→ **SUPPLIED ENTRIES**
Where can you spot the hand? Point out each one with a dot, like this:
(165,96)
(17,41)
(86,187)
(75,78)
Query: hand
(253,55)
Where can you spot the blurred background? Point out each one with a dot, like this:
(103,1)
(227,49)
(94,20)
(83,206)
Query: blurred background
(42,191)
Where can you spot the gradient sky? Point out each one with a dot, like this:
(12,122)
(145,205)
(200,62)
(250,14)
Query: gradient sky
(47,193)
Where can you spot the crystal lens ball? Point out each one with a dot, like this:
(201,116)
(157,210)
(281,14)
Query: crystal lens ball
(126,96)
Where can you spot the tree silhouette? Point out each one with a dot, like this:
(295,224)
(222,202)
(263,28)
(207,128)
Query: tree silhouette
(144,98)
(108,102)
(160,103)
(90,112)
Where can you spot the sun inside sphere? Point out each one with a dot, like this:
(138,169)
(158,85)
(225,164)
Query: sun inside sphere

→ **PROBLEM**
Each line of the listing above that contains the word "Where" is to be copied.

→ **WRITTEN SOLUTION**
Where can you spot the hand? Point out each one with a dot, like this:
Where can you spot the blurred background? Point out each one with a dot, like this:
Where can you spot the gradient sky? Point out each one with a dot, like this:
Where can you spot the crystal lens ball? Point out each one with a dot, like this:
Where can you spot the tree silhouette? Point out each one with a dot, like this:
Where can you spot the sun inside sphere? Point out each one with a dot, like this:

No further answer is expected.